● **Document passage**:
"It was a long year, a very long year," Alomar said. "But it's worth it. I'm real happy today. I don't look back."
A news conference to introduce the electees is slated for Thursday morning at the famous Waldorf Astoria Hotel in midtown Manhattan.
A year ago, the two made history, as Blyleven missed election by five votes and Alomar missed by eight on a ballot in which outfielder Andre Dawson was the only player elected by eligible members of the Baseball Writers' Association of America. Never before had two players come so close to that threshold in the same year without gaining entrance.
In 2010, Blyleven had 74.21 percent of the vote and Alomar 73.65 percent.
Blyleven said he wasn't sure why he it took him so long to make the grade.
"I'll just say the last name is Blyleven and it's 2011. The writers just decided, 'Hey, that would be a good year for him to go in,'" quipped Blyleven, now a broadcaster for the Twins. "It's been frustrating over the years. I can tell you that the last week my wife and I have been pretty nervous."
The duo will join general manager Pat Gillick for the induction ceremonies in Cooperstown, N.Y., on July 24. Gillick, who built World Series champions in Toronto (1992-93) and Philadelphia (2008), was elected by a post-expansion Veterans Committee last month. Coincidently, Gillick acquired Alomar and Joe Carter for the Blue Jays in the 1990 blockbuster trade that shipped Fred McGriff and Tony Fernandez to San Diego.
Dave Van Horne, the Marlins play-by-play man who spent 32 years in Montreal calling Expos games, won the Ford C. Frick Award for excellence in Major League broadcasting. Bill Conlin, a columnist and Phillies beat writer for the Philadelphia Daily News, was named by the BBWAA as this year's winner of the J.G. Taylor Spink Award for his long-time contribution to baseball writing. They will also be there for the big day this summer.
Alomar, a 12-time All-Star and 10-time Gold Glove-winning second baseman, was in his second of 15 years on the ballot. Blyleven, the right-handed pitcher with a record of 287-250, was in his 14th year.
The rules are simple: Five years after retirement, a player can remain on the BBWAA ballot for 15 consecutive years, provided that he receives at least 5 percent of the vote each year.
"It's been 14 years of praying and waiting," Blyleven said. "I'd like to thank the Baseball Writers for finally getting it right."

● **Data under study**:
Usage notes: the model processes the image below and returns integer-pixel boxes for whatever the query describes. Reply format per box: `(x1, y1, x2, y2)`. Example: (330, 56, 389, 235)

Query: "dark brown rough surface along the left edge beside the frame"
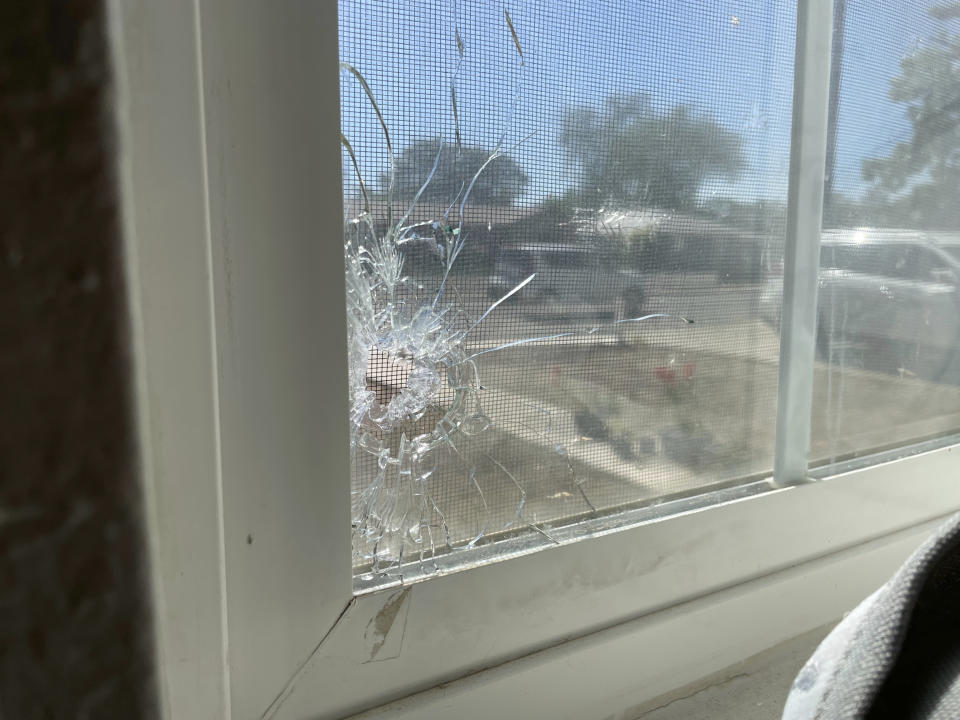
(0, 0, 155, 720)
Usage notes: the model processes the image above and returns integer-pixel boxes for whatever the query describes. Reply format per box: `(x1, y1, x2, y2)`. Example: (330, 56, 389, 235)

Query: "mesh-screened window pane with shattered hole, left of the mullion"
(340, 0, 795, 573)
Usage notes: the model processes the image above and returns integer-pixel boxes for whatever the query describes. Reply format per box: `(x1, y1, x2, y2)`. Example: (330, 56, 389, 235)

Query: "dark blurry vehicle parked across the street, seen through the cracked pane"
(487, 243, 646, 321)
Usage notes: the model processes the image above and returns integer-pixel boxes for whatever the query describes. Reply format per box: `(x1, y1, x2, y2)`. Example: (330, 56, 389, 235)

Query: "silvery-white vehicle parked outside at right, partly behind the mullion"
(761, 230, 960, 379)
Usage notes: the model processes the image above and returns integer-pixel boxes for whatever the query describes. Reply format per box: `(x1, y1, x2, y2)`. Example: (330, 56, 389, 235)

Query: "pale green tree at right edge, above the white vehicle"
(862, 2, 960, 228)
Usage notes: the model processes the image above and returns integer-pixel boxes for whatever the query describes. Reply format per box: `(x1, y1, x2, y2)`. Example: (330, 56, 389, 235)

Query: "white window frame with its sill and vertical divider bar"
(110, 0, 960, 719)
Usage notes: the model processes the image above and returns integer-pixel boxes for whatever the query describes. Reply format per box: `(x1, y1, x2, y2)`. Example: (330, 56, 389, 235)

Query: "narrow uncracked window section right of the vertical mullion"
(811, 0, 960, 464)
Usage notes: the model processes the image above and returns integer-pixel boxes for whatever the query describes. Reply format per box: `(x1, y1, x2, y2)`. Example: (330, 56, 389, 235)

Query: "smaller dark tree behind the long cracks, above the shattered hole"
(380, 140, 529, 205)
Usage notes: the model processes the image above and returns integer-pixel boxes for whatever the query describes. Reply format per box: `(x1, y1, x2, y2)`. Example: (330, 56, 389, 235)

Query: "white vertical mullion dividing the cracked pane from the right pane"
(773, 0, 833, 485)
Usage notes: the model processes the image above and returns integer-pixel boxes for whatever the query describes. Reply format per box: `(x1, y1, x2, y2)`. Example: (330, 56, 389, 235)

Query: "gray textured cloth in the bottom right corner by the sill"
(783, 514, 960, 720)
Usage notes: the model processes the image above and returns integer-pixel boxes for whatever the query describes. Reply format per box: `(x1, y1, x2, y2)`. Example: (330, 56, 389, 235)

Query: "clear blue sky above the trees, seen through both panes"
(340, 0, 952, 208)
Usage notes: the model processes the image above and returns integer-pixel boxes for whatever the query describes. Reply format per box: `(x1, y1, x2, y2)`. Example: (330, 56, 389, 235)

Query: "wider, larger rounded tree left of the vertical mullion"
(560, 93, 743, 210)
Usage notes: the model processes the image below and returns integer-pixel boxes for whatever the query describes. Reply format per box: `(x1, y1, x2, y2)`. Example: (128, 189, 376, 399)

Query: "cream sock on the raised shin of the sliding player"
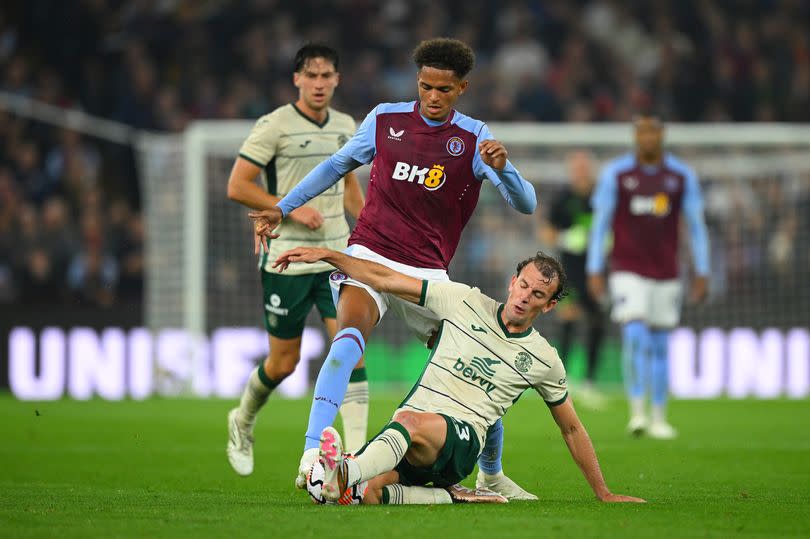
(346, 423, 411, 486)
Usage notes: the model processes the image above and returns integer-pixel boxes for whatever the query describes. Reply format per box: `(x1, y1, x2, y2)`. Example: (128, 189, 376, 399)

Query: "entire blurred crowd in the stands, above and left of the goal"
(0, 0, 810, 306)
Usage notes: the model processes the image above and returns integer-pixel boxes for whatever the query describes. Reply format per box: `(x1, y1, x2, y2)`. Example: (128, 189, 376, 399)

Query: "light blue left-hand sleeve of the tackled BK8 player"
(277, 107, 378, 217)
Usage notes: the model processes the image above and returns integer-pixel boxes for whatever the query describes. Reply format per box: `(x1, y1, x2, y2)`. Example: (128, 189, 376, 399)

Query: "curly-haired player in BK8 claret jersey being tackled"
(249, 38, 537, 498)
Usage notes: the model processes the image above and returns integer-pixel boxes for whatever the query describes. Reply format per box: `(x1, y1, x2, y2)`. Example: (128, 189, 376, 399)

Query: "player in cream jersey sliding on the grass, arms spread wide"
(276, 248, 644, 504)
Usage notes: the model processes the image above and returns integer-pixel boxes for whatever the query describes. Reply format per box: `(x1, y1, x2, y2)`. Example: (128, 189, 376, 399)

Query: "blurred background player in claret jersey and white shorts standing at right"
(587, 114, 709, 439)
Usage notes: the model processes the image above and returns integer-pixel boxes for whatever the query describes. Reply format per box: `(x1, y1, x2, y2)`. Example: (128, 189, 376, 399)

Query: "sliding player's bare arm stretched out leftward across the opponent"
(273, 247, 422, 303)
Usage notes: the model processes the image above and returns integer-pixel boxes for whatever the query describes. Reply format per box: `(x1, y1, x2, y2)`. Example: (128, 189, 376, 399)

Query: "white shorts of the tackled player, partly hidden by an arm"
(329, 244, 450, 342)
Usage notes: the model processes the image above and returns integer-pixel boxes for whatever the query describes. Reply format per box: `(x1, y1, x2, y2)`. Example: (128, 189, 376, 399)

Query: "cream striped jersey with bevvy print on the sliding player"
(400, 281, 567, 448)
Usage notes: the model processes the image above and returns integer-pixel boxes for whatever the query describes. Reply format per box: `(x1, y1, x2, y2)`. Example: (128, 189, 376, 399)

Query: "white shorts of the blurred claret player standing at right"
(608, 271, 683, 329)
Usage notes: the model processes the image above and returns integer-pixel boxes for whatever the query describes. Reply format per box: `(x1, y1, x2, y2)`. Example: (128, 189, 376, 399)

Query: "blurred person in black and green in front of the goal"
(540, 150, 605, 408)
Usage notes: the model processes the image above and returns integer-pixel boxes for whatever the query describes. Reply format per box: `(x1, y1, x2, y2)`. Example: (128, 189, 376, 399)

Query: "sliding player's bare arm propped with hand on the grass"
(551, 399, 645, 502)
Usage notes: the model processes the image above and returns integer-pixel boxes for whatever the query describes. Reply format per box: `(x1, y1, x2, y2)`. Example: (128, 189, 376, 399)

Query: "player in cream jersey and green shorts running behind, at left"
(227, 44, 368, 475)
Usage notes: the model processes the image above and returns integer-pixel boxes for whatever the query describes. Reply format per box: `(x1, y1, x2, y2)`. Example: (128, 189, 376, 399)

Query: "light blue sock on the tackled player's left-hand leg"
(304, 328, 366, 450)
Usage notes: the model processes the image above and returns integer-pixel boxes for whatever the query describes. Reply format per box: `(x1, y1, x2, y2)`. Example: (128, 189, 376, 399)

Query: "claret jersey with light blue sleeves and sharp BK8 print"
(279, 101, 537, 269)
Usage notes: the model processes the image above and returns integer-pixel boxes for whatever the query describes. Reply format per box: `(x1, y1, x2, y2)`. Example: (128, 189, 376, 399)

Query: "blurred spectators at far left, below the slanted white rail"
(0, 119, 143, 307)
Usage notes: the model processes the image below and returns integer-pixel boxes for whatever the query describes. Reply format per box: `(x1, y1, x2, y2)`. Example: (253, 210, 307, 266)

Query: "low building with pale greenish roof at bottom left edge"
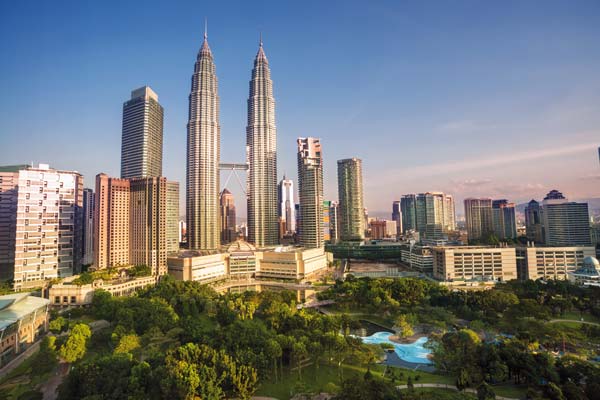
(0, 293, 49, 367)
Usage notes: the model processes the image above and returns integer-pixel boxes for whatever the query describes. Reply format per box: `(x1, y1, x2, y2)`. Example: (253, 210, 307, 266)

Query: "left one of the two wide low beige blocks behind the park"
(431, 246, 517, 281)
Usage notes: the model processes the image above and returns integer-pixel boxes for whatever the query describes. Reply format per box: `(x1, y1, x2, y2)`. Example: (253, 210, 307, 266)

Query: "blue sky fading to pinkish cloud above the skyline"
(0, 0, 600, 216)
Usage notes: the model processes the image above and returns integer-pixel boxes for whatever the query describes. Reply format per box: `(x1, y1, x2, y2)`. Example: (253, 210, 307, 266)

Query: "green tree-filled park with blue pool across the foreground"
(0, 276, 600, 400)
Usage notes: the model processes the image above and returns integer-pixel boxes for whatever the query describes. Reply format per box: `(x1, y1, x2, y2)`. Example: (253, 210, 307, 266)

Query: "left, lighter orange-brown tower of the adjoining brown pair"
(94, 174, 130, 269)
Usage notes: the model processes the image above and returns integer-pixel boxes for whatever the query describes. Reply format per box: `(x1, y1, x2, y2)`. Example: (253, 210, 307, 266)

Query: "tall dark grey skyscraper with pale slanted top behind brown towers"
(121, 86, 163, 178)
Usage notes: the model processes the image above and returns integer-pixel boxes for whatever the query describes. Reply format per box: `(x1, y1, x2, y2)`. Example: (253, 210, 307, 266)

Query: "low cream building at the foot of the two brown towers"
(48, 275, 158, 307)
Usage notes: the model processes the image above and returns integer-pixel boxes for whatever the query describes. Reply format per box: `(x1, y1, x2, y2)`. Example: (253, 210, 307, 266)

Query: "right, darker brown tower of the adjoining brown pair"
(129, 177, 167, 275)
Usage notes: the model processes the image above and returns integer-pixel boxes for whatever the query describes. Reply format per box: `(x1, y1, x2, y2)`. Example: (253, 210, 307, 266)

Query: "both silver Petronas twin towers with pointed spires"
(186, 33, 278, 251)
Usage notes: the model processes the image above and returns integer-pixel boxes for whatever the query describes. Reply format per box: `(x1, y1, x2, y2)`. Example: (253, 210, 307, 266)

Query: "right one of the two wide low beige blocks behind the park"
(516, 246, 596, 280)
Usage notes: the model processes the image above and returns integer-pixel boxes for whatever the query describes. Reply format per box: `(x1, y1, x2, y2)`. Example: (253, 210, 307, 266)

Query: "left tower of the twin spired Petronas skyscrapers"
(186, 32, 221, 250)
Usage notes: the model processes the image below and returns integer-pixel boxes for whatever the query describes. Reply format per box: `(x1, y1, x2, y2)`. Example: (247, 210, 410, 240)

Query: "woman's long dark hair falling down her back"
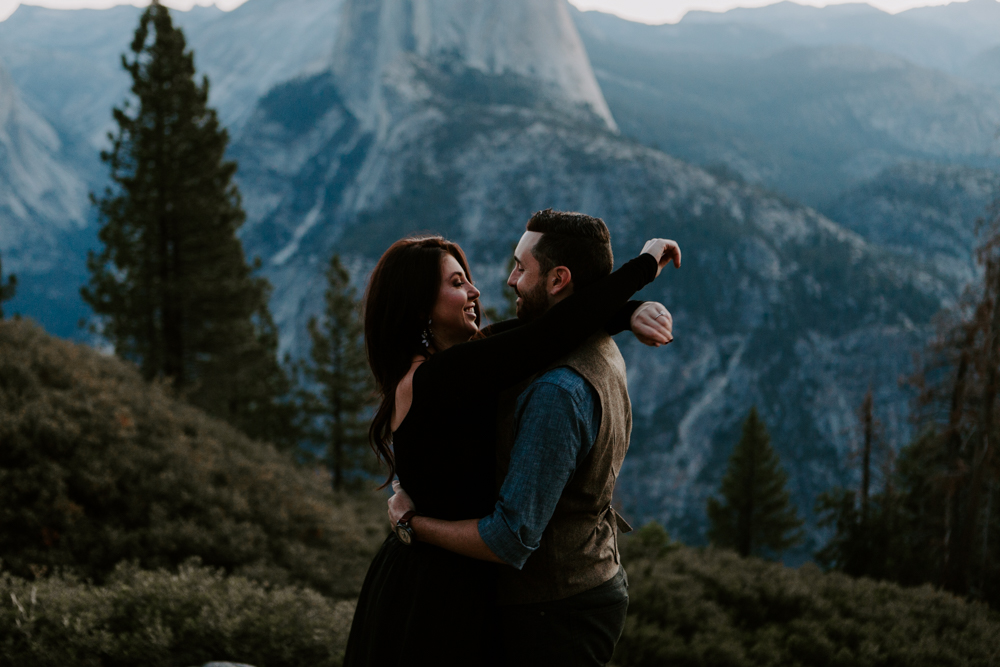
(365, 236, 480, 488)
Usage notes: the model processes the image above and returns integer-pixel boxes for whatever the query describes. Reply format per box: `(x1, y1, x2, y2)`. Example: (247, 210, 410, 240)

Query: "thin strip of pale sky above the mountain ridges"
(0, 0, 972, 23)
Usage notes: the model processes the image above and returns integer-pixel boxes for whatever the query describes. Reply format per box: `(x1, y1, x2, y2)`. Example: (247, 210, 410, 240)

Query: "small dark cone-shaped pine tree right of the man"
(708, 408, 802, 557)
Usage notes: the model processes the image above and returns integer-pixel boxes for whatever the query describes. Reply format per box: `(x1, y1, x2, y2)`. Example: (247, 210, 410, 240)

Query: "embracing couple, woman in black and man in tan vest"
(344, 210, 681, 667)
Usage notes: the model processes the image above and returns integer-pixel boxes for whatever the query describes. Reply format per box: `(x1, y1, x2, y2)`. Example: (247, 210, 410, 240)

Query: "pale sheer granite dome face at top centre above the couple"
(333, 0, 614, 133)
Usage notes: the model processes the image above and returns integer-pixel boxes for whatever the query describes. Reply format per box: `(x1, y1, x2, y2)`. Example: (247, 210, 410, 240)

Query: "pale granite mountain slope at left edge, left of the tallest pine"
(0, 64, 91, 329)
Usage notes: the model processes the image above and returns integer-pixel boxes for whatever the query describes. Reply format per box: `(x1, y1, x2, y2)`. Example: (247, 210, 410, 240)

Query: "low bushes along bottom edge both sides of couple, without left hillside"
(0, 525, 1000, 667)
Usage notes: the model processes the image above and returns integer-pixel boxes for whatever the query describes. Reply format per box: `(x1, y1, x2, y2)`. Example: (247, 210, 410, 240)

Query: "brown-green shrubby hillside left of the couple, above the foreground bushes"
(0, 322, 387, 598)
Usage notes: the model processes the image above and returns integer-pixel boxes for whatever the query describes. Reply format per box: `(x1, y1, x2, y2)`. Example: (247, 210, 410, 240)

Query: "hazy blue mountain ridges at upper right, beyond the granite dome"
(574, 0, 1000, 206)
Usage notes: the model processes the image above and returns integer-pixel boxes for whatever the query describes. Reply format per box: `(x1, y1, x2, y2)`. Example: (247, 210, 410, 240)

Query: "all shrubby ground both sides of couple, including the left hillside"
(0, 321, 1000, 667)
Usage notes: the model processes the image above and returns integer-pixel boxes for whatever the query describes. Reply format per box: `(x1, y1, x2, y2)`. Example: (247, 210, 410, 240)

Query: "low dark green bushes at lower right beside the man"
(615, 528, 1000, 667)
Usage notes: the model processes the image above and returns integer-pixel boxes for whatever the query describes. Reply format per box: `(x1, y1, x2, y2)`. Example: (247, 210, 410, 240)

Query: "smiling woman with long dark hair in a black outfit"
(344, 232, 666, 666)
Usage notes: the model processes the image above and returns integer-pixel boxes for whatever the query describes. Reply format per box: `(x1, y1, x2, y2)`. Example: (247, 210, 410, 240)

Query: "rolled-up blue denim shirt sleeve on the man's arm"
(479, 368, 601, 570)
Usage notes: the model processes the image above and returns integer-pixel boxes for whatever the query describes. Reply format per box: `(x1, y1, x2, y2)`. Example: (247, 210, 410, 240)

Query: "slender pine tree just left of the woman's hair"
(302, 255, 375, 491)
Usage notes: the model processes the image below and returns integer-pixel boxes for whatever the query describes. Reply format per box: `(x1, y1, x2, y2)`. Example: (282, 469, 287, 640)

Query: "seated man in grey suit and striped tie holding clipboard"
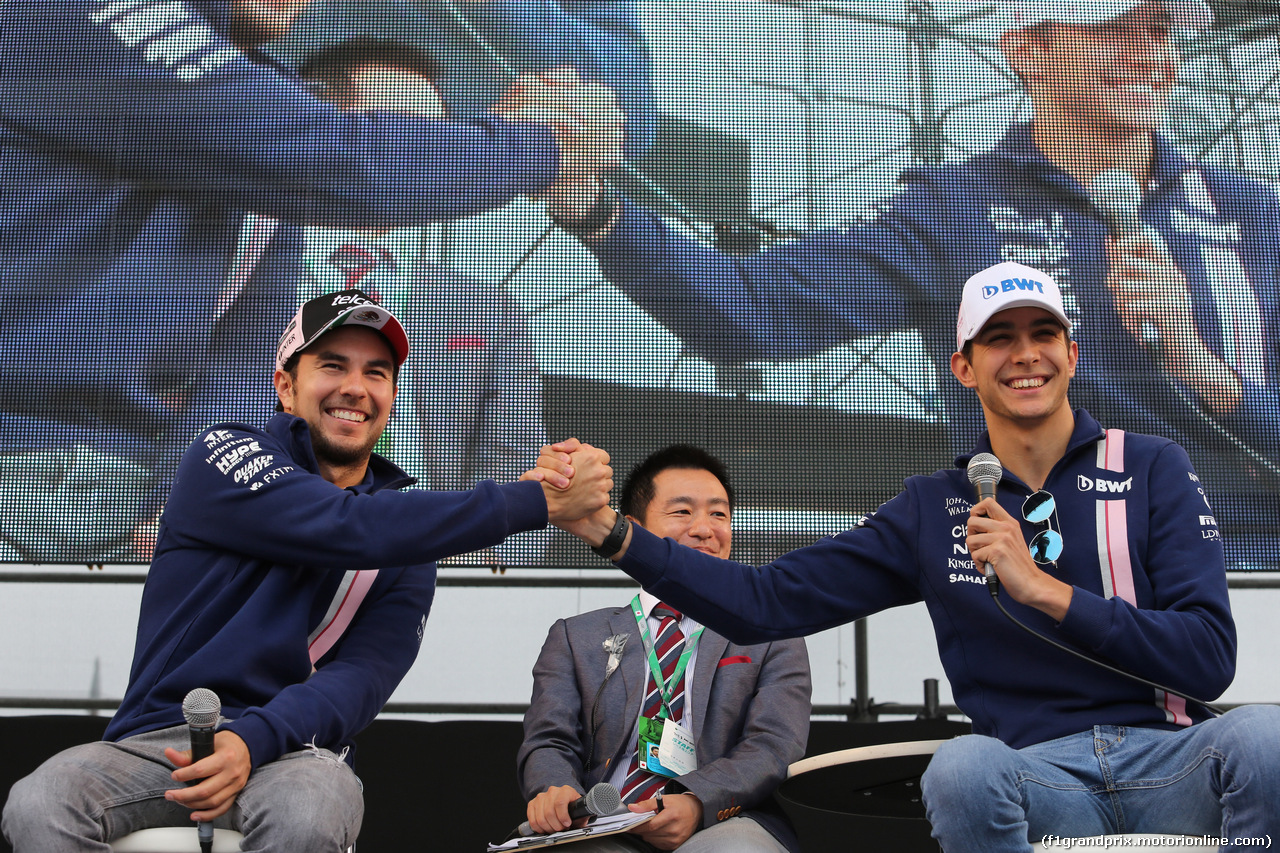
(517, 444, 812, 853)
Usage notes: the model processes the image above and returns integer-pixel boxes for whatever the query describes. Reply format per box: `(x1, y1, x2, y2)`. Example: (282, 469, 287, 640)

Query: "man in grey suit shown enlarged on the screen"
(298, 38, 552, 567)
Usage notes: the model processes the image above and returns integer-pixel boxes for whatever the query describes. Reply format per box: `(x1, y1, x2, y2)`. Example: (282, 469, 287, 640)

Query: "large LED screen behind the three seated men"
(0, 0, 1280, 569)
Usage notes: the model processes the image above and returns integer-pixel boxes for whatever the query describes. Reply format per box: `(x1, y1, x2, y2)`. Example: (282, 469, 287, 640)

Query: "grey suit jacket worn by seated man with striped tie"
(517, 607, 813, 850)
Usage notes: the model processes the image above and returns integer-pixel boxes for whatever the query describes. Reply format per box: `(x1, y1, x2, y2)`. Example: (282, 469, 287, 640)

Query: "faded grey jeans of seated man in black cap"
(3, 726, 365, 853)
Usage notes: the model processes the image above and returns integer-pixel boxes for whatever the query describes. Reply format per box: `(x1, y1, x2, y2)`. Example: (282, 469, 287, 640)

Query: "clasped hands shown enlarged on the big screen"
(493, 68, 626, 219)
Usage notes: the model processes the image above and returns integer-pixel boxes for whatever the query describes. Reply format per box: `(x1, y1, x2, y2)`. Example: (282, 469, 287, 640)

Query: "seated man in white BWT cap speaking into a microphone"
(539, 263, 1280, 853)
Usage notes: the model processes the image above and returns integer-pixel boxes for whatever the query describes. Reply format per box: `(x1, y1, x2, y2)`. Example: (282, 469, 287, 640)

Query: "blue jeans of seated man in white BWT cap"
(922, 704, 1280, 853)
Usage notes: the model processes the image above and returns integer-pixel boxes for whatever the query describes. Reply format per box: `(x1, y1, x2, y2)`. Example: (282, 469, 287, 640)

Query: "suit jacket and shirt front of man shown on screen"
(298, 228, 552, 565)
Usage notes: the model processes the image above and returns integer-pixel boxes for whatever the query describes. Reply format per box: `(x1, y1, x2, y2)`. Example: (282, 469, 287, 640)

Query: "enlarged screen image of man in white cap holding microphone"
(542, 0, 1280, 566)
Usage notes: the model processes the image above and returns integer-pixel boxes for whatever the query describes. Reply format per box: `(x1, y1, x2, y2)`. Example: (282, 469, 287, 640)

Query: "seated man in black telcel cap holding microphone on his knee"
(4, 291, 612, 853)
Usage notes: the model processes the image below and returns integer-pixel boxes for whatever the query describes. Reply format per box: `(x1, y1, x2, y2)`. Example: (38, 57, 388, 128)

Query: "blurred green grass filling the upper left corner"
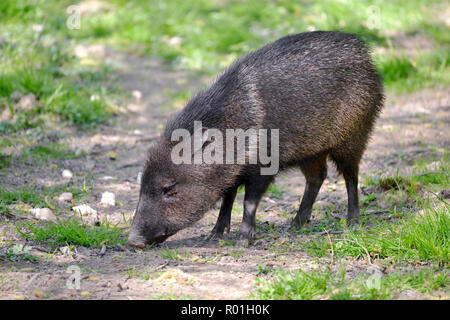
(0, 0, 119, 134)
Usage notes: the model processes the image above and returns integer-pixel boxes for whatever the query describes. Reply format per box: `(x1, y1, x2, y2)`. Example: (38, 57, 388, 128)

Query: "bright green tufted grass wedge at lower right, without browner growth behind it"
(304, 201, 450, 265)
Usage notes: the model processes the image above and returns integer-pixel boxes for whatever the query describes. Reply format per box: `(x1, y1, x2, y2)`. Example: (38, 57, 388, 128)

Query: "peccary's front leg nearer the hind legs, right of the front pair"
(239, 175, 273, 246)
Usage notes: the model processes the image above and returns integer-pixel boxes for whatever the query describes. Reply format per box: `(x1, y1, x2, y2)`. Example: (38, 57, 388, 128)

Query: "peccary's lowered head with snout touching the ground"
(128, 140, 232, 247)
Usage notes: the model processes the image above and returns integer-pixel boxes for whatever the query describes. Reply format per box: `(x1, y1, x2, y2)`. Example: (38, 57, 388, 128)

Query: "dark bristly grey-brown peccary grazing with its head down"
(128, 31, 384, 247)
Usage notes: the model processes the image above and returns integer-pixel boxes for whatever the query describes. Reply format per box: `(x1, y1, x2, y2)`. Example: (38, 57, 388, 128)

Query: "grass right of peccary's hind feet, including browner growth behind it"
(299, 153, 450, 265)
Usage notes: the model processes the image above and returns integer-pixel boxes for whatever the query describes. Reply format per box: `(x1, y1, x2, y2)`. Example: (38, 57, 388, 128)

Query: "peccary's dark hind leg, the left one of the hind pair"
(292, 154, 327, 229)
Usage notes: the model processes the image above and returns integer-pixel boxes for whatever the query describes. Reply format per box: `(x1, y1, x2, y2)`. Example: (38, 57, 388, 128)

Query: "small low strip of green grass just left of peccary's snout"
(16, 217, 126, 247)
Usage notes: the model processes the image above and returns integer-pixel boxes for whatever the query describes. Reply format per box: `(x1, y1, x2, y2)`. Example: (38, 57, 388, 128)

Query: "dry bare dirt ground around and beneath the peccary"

● **What to do**:
1 - Reproduce the Hall of Fame article starting at "Dave Van Horne, the" and ending at "his 14th year.", switching "second baseman" to "infielder".
2 - Answer these questions from the Hall of Fame article:
(a) By how many votes did Alomar miss election a year ago?
(b) On what date are the induction ceremonies in Cooperstown?
(c) What share of the vote must a player receive each year to stay on the BBWAA ballot?

● **Responses per task**:
1 -
Dave Van Horne, the Marlins play-by-play man who spent 32 years in Montreal calling Expos games, won the Ford C. Frick Award for excellence in Major League broadcasting. Bill Conlin, a columnist and Phillies beat writer for the Philadelphia Daily News, was named by the BBWAA as this year's winner of the J.G. Taylor Spink Award for his long-time contribution to baseball writing. They will also be there for the big day this summer.
Alomar, a 12-time All-Star and 10-time Gold Glove-winning infielder, was in his second of 15 years on the ballot. Blyleven, the right-handed pitcher with a record of 287-250, was in his 14th year.

2 -
(a) Eight votes.
(b) July 24.
(c) At least 5 percent.